- _SET TASK_:
Return each line below that includes the string "xmin".

[Excerpts from labeled region data]
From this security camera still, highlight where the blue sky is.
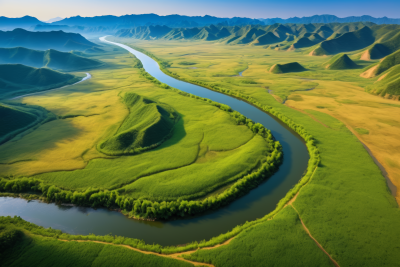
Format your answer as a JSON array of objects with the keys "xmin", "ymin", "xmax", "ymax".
[{"xmin": 0, "ymin": 0, "xmax": 400, "ymax": 20}]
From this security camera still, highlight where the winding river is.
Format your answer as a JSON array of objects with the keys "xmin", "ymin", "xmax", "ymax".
[{"xmin": 0, "ymin": 37, "xmax": 309, "ymax": 245}]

- _EXERCISE ANSWER_:
Format your answer as a JSON array of objects with the keys "xmin", "ymin", "xmax", "ymax".
[{"xmin": 0, "ymin": 0, "xmax": 400, "ymax": 20}]
Format your answer as a JSON array of objects with the keys "xmin", "ymin", "xmax", "ymax".
[{"xmin": 0, "ymin": 37, "xmax": 309, "ymax": 245}]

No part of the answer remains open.